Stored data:

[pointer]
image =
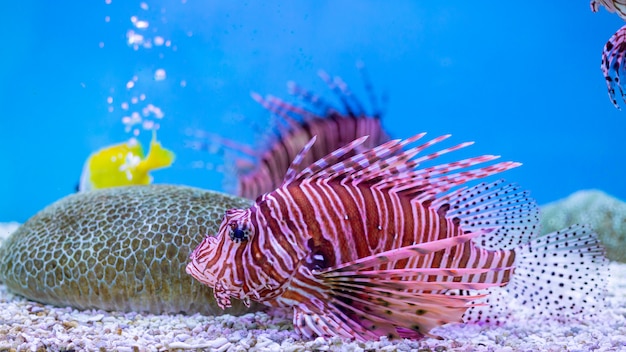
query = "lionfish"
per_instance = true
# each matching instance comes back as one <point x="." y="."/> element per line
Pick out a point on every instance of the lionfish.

▸ WHAT YOU ARE ASKED TO DO: Render the records above as a JSON list of strings with one string per line, skipping any blank lines. Leave the pictures out.

▸ TASK SOLUTION:
[
  "[pointer]",
  "image =",
  "query = \"lionfish\"",
  "per_instance = true",
  "# each matching instance comes back as one <point x=\".\" y=\".\"/> element per line",
  "Pick out a point on every instance of the lionfish."
]